▸ **Task goal**
Please write out all the data that follows exactly, without the pictures.

▸ **Record set**
<<<<

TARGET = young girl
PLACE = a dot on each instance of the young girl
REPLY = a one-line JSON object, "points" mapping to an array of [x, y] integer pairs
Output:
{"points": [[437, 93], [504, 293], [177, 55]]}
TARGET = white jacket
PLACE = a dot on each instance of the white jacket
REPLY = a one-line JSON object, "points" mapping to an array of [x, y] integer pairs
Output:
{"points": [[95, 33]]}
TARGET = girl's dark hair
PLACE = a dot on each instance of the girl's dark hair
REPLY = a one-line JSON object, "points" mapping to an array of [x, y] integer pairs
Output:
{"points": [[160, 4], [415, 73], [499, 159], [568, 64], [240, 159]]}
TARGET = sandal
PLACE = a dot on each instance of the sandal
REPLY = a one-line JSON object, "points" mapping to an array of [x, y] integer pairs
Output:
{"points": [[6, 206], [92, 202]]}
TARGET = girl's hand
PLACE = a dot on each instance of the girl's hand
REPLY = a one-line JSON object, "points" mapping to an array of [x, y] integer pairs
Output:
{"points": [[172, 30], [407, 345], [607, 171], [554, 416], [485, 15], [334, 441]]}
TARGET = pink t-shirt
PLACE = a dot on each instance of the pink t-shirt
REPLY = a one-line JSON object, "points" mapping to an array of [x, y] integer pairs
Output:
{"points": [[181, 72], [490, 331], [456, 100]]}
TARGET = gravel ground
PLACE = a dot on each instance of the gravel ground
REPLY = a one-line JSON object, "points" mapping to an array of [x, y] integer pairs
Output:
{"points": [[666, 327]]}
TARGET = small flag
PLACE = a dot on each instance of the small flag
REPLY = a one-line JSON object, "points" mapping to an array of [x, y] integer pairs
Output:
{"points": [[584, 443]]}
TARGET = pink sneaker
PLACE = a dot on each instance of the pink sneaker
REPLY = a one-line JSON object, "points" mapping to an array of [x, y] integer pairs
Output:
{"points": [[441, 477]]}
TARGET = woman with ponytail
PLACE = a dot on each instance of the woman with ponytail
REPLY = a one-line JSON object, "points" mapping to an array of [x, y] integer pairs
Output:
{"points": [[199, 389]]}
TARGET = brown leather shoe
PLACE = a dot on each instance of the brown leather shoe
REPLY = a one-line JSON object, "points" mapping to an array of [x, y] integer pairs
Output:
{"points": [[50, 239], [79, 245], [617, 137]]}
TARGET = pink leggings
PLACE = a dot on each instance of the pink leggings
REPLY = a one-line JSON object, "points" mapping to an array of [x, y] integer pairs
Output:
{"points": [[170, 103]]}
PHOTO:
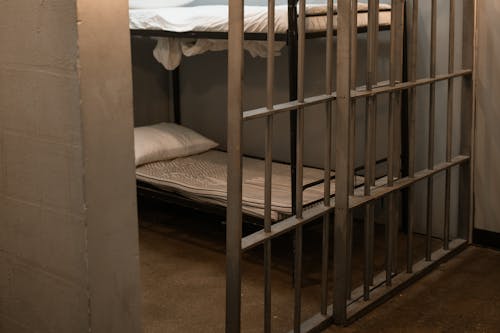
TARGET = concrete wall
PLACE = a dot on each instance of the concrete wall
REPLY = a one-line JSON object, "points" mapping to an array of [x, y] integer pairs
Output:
{"points": [[68, 240], [487, 144]]}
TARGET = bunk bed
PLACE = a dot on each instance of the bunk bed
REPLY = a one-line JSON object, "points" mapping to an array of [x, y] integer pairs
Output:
{"points": [[188, 31]]}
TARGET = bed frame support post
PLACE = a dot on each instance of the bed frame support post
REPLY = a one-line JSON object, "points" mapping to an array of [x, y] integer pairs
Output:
{"points": [[342, 138], [234, 181]]}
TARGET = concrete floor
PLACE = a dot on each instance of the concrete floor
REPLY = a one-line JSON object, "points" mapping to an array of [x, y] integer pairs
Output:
{"points": [[182, 262]]}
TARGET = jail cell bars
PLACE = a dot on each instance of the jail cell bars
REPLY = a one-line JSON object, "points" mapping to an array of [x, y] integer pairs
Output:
{"points": [[349, 304]]}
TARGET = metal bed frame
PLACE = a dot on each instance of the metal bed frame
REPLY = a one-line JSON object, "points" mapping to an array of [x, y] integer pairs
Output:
{"points": [[349, 304], [291, 38]]}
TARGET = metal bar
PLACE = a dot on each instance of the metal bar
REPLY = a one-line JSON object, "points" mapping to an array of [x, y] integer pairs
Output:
{"points": [[358, 200], [234, 181], [327, 157], [268, 166], [432, 111], [341, 157], [352, 138], [412, 110], [381, 88], [176, 92], [397, 128], [259, 36], [300, 98], [467, 119], [370, 141], [379, 192], [391, 207], [299, 166], [449, 125], [297, 317], [292, 41]]}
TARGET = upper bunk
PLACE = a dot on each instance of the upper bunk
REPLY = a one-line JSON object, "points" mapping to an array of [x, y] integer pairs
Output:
{"points": [[158, 18], [190, 27]]}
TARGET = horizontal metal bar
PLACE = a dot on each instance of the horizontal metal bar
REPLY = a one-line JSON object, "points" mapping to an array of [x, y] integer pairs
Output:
{"points": [[285, 226], [360, 92], [262, 36], [377, 193], [288, 106], [386, 88]]}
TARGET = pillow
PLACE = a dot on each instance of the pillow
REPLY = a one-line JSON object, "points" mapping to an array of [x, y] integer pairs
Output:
{"points": [[166, 141]]}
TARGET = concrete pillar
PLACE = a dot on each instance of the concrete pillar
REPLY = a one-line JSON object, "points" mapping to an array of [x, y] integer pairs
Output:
{"points": [[68, 221]]}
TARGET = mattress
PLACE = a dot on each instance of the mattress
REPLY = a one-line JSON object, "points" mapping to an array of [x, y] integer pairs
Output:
{"points": [[202, 178], [169, 51]]}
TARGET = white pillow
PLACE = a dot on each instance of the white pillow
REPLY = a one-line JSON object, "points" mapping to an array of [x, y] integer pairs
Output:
{"points": [[165, 141]]}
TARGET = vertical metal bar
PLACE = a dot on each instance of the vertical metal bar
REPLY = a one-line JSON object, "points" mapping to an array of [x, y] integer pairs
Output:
{"points": [[268, 165], [300, 98], [397, 129], [371, 108], [449, 126], [234, 181], [391, 140], [412, 100], [341, 157], [327, 156], [432, 111], [352, 137], [176, 91], [467, 118], [300, 166], [292, 40]]}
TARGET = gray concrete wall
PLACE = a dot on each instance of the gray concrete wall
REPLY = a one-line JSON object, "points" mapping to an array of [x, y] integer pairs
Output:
{"points": [[68, 245], [487, 144]]}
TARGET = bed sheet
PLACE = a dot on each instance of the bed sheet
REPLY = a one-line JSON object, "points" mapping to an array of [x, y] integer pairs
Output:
{"points": [[169, 50], [203, 178]]}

>>>>

▸ **Response to this task**
TARGET = young girl
PLACE = a dot on each instance of the young girl
REPLY = a one-line JSON object, "points" mapping to an array of [x, y] integer pairs
Output:
{"points": [[437, 93], [504, 293], [177, 55]]}
TARGET = white jacket
PLACE = a dot on each instance of the white jacket
REPLY = a one-line JSON object, "points" mapping to an array of [x, y] integer pairs
Output:
{"points": [[95, 33]]}
TARGET = girl's dark hair
PLACE = a dot on each instance of the girl's dark hair
REPLY = a one-line JSON object, "points" mapping to an array of [x, y] integer pairs
Output:
{"points": [[160, 4], [415, 73], [499, 159], [568, 64], [240, 159]]}
TARGET = sandal
PLACE = a dot on each instance of the sandal
REPLY = a one-line JSON object, "points" mapping to an array of [x, y] integer pairs
Output:
{"points": [[6, 206], [92, 202]]}
TARGET = girl's hand
PLACE = a dot on each instance of the girl's hand
REPLY = a one-line JSON object, "points" mapping to an array of [x, y] integer pairs
Output:
{"points": [[172, 30], [407, 345], [607, 171], [554, 416], [485, 15], [334, 441]]}
TARGET = pink t-shirt
PLACE = a dot on each instance of the pink t-shirt
REPLY = a one-line JSON object, "points" mapping to an array of [x, y] integer pairs
Output:
{"points": [[181, 72], [490, 331], [456, 100]]}
TARGET = gravel ground
PLACE = a dot on each instance of the gravel ground
REPLY = a one-line JSON object, "points" mapping to an array of [x, y] integer pairs
Output:
{"points": [[666, 327]]}
TARGET = small flag
PLACE = a dot on each instance of the small flag
REPLY = a one-line JSON object, "points" mapping to an array of [x, y] integer pairs
Output:
{"points": [[584, 443]]}
TARGET = pink sneaker
PLACE = a dot on each instance of the pink sneaker
REPLY = a one-line JSON object, "points" mapping to an array of [x, y] integer pairs
Output:
{"points": [[441, 477]]}
TARGET = woman with ponytail
PLACE = a dot on each instance of the woman with ponytail
REPLY = a one-line JSON object, "points" mapping to an array of [x, y] integer pairs
Output:
{"points": [[199, 389]]}
TARGET = brown leather shoe
PLACE = a dot on each instance of the brown leather shoe
REPLY = a one-line JSON object, "points" mapping to an array of [x, y] integer pairs
Output:
{"points": [[50, 239], [79, 245], [617, 137]]}
TARGET = pink leggings
PLACE = a dot on each instance of the pink leggings
REPLY = a one-line JSON object, "points" mapping to an array of [x, y] integer pairs
Output:
{"points": [[170, 103]]}
PHOTO:
TARGET = concrete wall
PLACE = a dot on each instance of the concrete wall
REPLY = a one-line JSON object, "points" mapping to an array of [x, y] integer pairs
Output:
{"points": [[68, 240], [487, 144]]}
TARGET = bunk bed
PLACE = a dot on each instance of the bunk bed
REPLY = a one-line JSON object, "points" mapping to an array of [x, y] integer pairs
Output:
{"points": [[188, 31]]}
TARGET = bed frame support post
PLACE = a dot on each instance of the bed frame support post
REPLY = a one-line JSON object, "points" mapping to an array of [x, y] integer pairs
Output:
{"points": [[342, 138], [234, 181]]}
TARGET = concrete floor
PLACE = a dot on each instance of the concrete floor
REPLY = a one-line JSON object, "points" mapping to an array of [x, y] integer pairs
Output:
{"points": [[182, 262]]}
TARGET = jail cell bars
PLACE = a dot on each instance of the jail cell bars
REPLY = a one-line JSON object, "points" mapping to an array of [x, y] integer pairs
Output:
{"points": [[349, 304]]}
TARGET = metal bed frame
PLACE = a dot on each instance of the metal bed frame
REPLY = a one-line JSON object, "points" mapping to an array of [x, y] integer pairs
Output:
{"points": [[349, 304], [291, 38]]}
TARGET = metal bar
PLACE = a dot on each instance of the metal bar
REPLY = a one-line JSON object, "points" mapping to an array of [x, y] integer pairs
Output:
{"points": [[358, 200], [234, 181], [327, 157], [268, 166], [432, 111], [341, 157], [352, 138], [412, 110], [381, 88], [176, 92], [397, 128], [259, 36], [300, 98], [467, 119], [370, 141], [379, 192], [391, 207], [299, 166], [449, 125], [297, 317], [292, 41]]}
TARGET = upper bunk
PLACE = a dot on each instance of the upper bunk
REPLY = a one-line JSON object, "points" mapping to an array of [x, y] integer pairs
Output:
{"points": [[158, 18], [190, 27]]}
TARGET = horizontal metal bar
PLACE = a dot on each instance of the horizontal metal bar
REPLY = a one-line JSON object, "points" mapping to an array of [x, y] integer pairs
Output:
{"points": [[285, 226], [360, 92], [262, 36], [377, 193], [288, 106], [386, 88]]}
TARGET = pillow
PLACE = a dot on each instance of the pillow
REPLY = a one-line JSON object, "points" mapping to an array of [x, y] integer pairs
Output:
{"points": [[166, 141]]}
TARGET = concrete pillar
PLACE = a dot on each instance of the concrete pillar
REPLY = a one-line JSON object, "points" mapping to an array of [x, y] integer pairs
Output:
{"points": [[68, 221]]}
TARGET = mattress
PLACE = a dot on each instance of the mattress
REPLY = a one-line JSON object, "points" mapping to an array of [x, y] integer pairs
Output:
{"points": [[202, 178], [169, 51]]}
TARGET = white pillow
PLACE = a dot on each instance of the white pillow
REPLY = a one-line JSON object, "points" mapping to an array of [x, y] integer pairs
Output:
{"points": [[165, 141]]}
TARGET = vertical metal bar
PLACE = a dot on each instance of the vertical metal bar
REPLY = a one-line JSON object, "points" mapping to an array of [x, y] integer pairs
Output:
{"points": [[268, 165], [300, 98], [397, 129], [371, 108], [449, 126], [234, 181], [391, 140], [412, 100], [341, 157], [327, 156], [432, 111], [352, 137], [176, 91], [467, 118], [300, 166], [292, 40]]}
TARGET = gray concrete wall
PLACE = a dot on each instance of the gray concrete wall
REPLY = a one-line JSON object, "points" mapping to an array of [x, y] integer pairs
Output:
{"points": [[68, 245], [487, 144]]}
TARGET = bed sheet
PLACE = a dot on each instance of the bed sheet
REPLY = a one-line JSON object, "points" mapping to an array of [x, y] integer pairs
Output:
{"points": [[169, 50], [203, 178]]}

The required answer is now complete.